(Source passage begins)

[PATCH v7 5/9] pidfs, coredump: add PIDFD_INFO_COREDUMP
Alexander Mikhalitsyn
alexander at mihalicyn.com
Thu May 15 14:08:13 UTC 2025
Am Do., 15. Mai 2025 um 00:04 Uhr schrieb Christian Brauner
<brauner at kernel.org>:
>
> Extend the PIDFD_INFO_COREDUMP ioctl() with the new PIDFD_INFO_COREDUMP
> mask flag. This adds the fields @coredump_mask and @coredump_cookie to
> struct pidfd_info.
>
> When a task coredumps the kernel will provide the following information
> to userspace in @coredump_mask:
>
> * PIDFD_COREDUMPED is raised if the task did actually coredump.
> * PIDFD_COREDUMP_SKIP is raised if the task skipped coredumping (e.g.,
> undumpable).
> * PIDFD_COREDUMP_USER is raised if this is a regular coredump and
> doesn't need special care by the coredump server.
> * PIDFD_COREDUMP_ROOT is raised if the generated coredump should be
> treated as sensitive and the coredump server should restrict to the
> generated coredump to sufficiently privileged users.
>
> If userspace uses the coredump socket to process coredumps it needs to
> be able to discern connection from the kernel from connects from
> userspace (e.g., Python generating it's own coredumps and forwarding
> them to systemd). The @coredump_cookie extension uses the SO_COOKIE of
> the new connection. This allows userspace to validate that the
> connection has been made from the kernel by a crashing task:
>
> fd_coredump = accept4(fd_socket, NULL, NULL, SOCK_CLOEXEC);
> getsockopt(fd_coredump, SOL_SOCKET, SO_PEERPIDFD, &fd_peer_pidfd, &fd_peer_pidfd_len);
>
> struct pidfd_info info = {
> info.mask = PIDFD_INFO_EXIT | PIDFD_INFO_COREDUMP,
> };
>
> ioctl(pidfd, PIDFD_GET_INFO, &info);
> /* Refuse connections that aren't from a crashing task. */
> if (!(info.mask & PIDFD_INFO_COREDUMP) || !(info.coredump_mask & PIDFD_COREDUMPED) )
> close(fd_coredump);
>
> /*
> * Make sure that the coredump cookie matches the connection cookie.
> * If they don't it's not the coredump connection from the kernel.

(Source passage ends)

## Job A
Select every line of the entries below that contains the string "negative", matching case exactly.

(Material for the task begins)

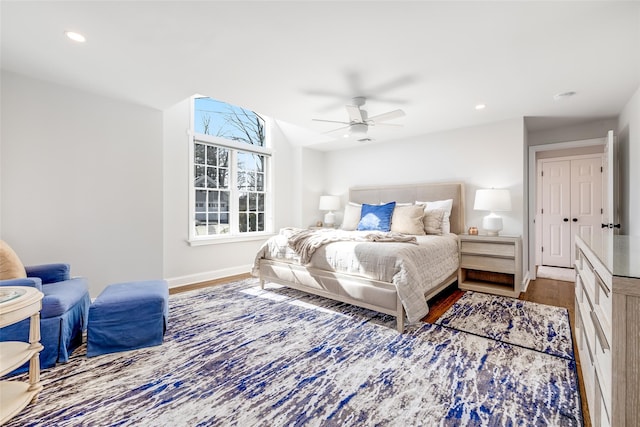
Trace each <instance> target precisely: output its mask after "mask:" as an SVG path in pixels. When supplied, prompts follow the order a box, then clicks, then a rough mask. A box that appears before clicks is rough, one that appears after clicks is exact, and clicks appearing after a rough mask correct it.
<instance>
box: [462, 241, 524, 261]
mask: <svg viewBox="0 0 640 427" xmlns="http://www.w3.org/2000/svg"><path fill="white" fill-rule="evenodd" d="M460 252H461V253H463V254H481V255H492V256H501V257H508V258H514V257H515V256H516V246H515V245H514V244H510V243H495V242H482V241H478V242H470V241H462V242H460Z"/></svg>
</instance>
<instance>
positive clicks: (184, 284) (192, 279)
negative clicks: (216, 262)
mask: <svg viewBox="0 0 640 427" xmlns="http://www.w3.org/2000/svg"><path fill="white" fill-rule="evenodd" d="M251 267H252V265H251V264H247V265H241V266H238V267H232V268H224V269H222V270H214V271H206V272H204V273H197V274H190V275H188V276H180V277H173V278H170V279H166V280H167V282H168V283H169V288H179V287H180V286H187V285H193V284H194V283H201V282H207V281H209V280H216V279H223V278H225V277H229V276H237V275H238V274H246V273H249V272H251Z"/></svg>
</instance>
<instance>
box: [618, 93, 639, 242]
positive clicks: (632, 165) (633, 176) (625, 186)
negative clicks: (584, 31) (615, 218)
mask: <svg viewBox="0 0 640 427" xmlns="http://www.w3.org/2000/svg"><path fill="white" fill-rule="evenodd" d="M617 129H618V132H617V133H618V160H619V165H620V170H619V172H620V210H621V212H620V222H621V224H622V228H621V232H622V233H623V234H628V235H630V236H640V193H639V192H638V188H639V186H640V168H639V167H638V165H639V164H640V87H639V88H638V89H637V90H636V92H635V93H634V94H633V95H632V96H631V98H630V99H629V102H628V103H627V105H625V107H624V108H623V110H622V112H621V113H620V116H619V120H618V127H617Z"/></svg>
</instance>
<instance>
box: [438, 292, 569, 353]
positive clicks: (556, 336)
mask: <svg viewBox="0 0 640 427" xmlns="http://www.w3.org/2000/svg"><path fill="white" fill-rule="evenodd" d="M436 323H437V324H439V325H442V326H446V327H448V328H453V329H457V330H459V331H463V332H467V333H471V334H474V335H479V336H482V337H487V338H491V339H494V340H498V341H502V342H505V343H509V344H515V345H518V346H521V347H525V348H530V349H532V350H536V351H541V352H543V353H547V354H550V355H553V356H558V357H564V358H566V359H570V360H574V354H573V341H572V340H571V326H570V324H569V312H568V311H567V309H565V308H561V307H553V306H550V305H544V304H538V303H534V302H529V301H522V300H518V299H515V298H508V297H501V296H496V295H487V294H483V293H480V292H465V294H464V295H463V296H462V297H461V298H460V299H459V300H458V301H457V302H456V303H455V304H454V305H453V306H451V308H450V309H449V310H447V312H445V313H444V314H443V315H442V316H441V317H440V318H439V319H438V320H437V321H436Z"/></svg>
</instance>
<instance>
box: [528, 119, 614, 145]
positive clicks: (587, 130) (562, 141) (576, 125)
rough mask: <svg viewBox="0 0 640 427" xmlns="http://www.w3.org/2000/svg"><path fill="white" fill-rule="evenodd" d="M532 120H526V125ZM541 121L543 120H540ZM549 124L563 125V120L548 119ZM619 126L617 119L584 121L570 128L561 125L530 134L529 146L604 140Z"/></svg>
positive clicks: (529, 134)
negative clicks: (609, 133) (559, 142)
mask: <svg viewBox="0 0 640 427" xmlns="http://www.w3.org/2000/svg"><path fill="white" fill-rule="evenodd" d="M529 120H530V119H529V118H525V123H527V122H528V121H529ZM538 120H541V119H538ZM546 122H547V123H549V124H550V125H552V124H553V123H562V122H563V120H562V119H554V118H551V117H550V118H547V120H546ZM616 126H617V118H608V119H599V120H591V121H583V122H581V123H577V124H573V125H570V126H566V125H560V126H555V127H551V128H547V129H545V130H539V131H532V132H529V133H528V136H527V143H528V145H544V144H554V143H557V142H568V141H580V140H585V139H593V138H603V137H604V136H606V135H607V132H608V131H610V130H611V129H615V128H616Z"/></svg>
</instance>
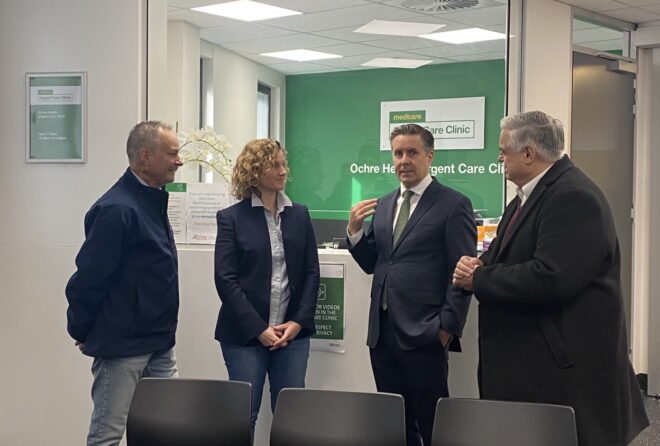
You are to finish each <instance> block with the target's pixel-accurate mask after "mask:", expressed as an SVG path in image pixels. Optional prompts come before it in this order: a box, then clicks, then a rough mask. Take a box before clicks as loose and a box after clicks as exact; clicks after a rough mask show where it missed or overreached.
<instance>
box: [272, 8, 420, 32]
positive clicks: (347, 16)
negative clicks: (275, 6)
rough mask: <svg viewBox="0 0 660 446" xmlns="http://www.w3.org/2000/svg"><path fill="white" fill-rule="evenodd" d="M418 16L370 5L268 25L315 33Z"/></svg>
mask: <svg viewBox="0 0 660 446" xmlns="http://www.w3.org/2000/svg"><path fill="white" fill-rule="evenodd" d="M416 15H417V14H415V13H411V12H410V11H405V10H403V9H397V8H392V7H389V6H384V5H377V4H368V5H363V6H356V7H352V8H342V9H336V10H332V11H324V12H317V13H312V14H303V15H298V16H291V17H282V18H279V19H273V20H268V25H272V26H277V27H279V28H284V29H290V30H293V31H300V32H313V31H319V30H324V29H334V28H336V27H337V25H338V24H341V26H352V25H354V26H356V27H357V26H362V25H364V24H365V23H369V22H370V21H372V20H374V19H378V20H405V19H409V18H411V17H414V16H416Z"/></svg>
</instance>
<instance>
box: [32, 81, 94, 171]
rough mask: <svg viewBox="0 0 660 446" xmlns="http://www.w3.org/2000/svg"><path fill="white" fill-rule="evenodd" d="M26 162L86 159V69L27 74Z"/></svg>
mask: <svg viewBox="0 0 660 446" xmlns="http://www.w3.org/2000/svg"><path fill="white" fill-rule="evenodd" d="M26 90H27V91H26V96H27V104H28V105H27V125H26V131H27V148H26V161H27V162H41V163H49V162H50V163H57V162H68V163H84V162H85V73H46V74H42V73H40V74H35V73H28V74H27V75H26Z"/></svg>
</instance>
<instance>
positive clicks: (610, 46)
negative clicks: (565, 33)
mask: <svg viewBox="0 0 660 446" xmlns="http://www.w3.org/2000/svg"><path fill="white" fill-rule="evenodd" d="M578 45H580V46H586V47H587V48H592V49H594V50H598V51H614V50H622V49H623V41H621V40H601V41H598V42H585V43H581V44H580V43H578Z"/></svg>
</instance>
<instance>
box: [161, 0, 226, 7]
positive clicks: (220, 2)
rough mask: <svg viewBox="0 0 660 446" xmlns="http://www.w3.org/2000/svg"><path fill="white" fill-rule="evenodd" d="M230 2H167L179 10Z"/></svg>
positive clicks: (218, 0)
mask: <svg viewBox="0 0 660 446" xmlns="http://www.w3.org/2000/svg"><path fill="white" fill-rule="evenodd" d="M225 1H229V0H217V1H215V0H167V4H168V5H169V6H176V7H177V8H196V7H198V6H206V5H213V4H215V3H224V2H225Z"/></svg>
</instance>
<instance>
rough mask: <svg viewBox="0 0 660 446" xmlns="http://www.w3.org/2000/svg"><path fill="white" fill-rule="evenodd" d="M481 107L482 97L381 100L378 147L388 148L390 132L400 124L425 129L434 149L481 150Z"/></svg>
mask: <svg viewBox="0 0 660 446" xmlns="http://www.w3.org/2000/svg"><path fill="white" fill-rule="evenodd" d="M485 109H486V98H485V97H475V98H455V99H425V100H419V101H391V102H381V103H380V150H390V140H389V138H390V133H391V132H392V129H394V128H395V127H397V126H399V125H401V124H419V125H421V126H422V127H425V128H427V129H428V130H429V131H430V132H431V133H432V134H433V136H434V137H435V149H436V150H466V149H467V150H469V149H483V148H484V113H485Z"/></svg>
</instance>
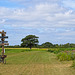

(Material for the task ends)

## Job B
Extend the PIDFD_INFO_COREDUMP patch email above, picking up right after its last line.

## Task response A
negative clicks: (216, 262)
negative clicks: (584, 31) (615, 218)
negative clicks: (609, 133) (559, 142)
negative clicks: (275, 6)
negative clicks: (565, 33)

## Task response B
> * We'll get another connection request in a bit.
> */
> getsocketop(fd_coredump, SOL_SOCKET, SO_COOKIE, &peer_cookie, &peer_cookie_len);
> if (!info.coredump_cookie || (info.coredump_cookie != peer_cookie))
> close(fd_coredump);
>
> The kernel guarantees that by the time the connection is made the all
> PIDFD_INFO_COREDUMP info is available.
>
> Signed-off-by: Christian Brauner <brauner at kernel.org>
Reviewed-by: Alexander Mikhalitsyn <aleksandr.mikhalitsyn at canonical.com>
> ---
> fs/coredump.c | 34 ++++++++++++++++++++
> fs/pidfs.c | 79 ++++++++++++++++++++++++++++++++++++++++++++++
> include/linux/pidfs.h | 10 ++++++
> include/uapi/linux/pidfd.h | 22 +++++++++++++
> net/unix/af_unix.c | 7 ++++
> 5 files changed, 152 insertions(+)
>
> diff --git a/fs/coredump.c b/fs/coredump.c
> index e1256ebb89c1..bfc4a32f737c 100644
> --- a/fs/coredump.c
> +++ b/fs/coredump.c
> @@ -46,7 +46,9 @@
> #include <linux/pidfs.h>
> #include <linux/net.h>
> #include <linux/socket.h>
> +#include <net/af_unix.h>
> #include <net/net_namespace.h>
> +#include <net/sock.h>
> #include <uapi/linux/pidfd.h>
> #include <uapi/linux/un.h>
>
> @@ -598,6 +600,8 @@ static int umh_coredump_setup(struct subprocess_info *info, struct cred *new)
> if (IS_ERR(pidfs_file))
> return PTR_ERR(pidfs_file);
>
> + pidfs_coredump(cp);
> +
> /*
> * Usermode helpers are childen of either
> * system_unbound_wq or of kthreadd. So we know that
> @@ -876,8 +880,34 @@ void do_coredump(const kernel_siginfo_t *siginfo)
> goto close_fail;
> }
>
> + /*
> + * Set the thread-group leader pid which is used for the
> + * peer credentials during connect() below. Then
> + * immediately register it in pidfs...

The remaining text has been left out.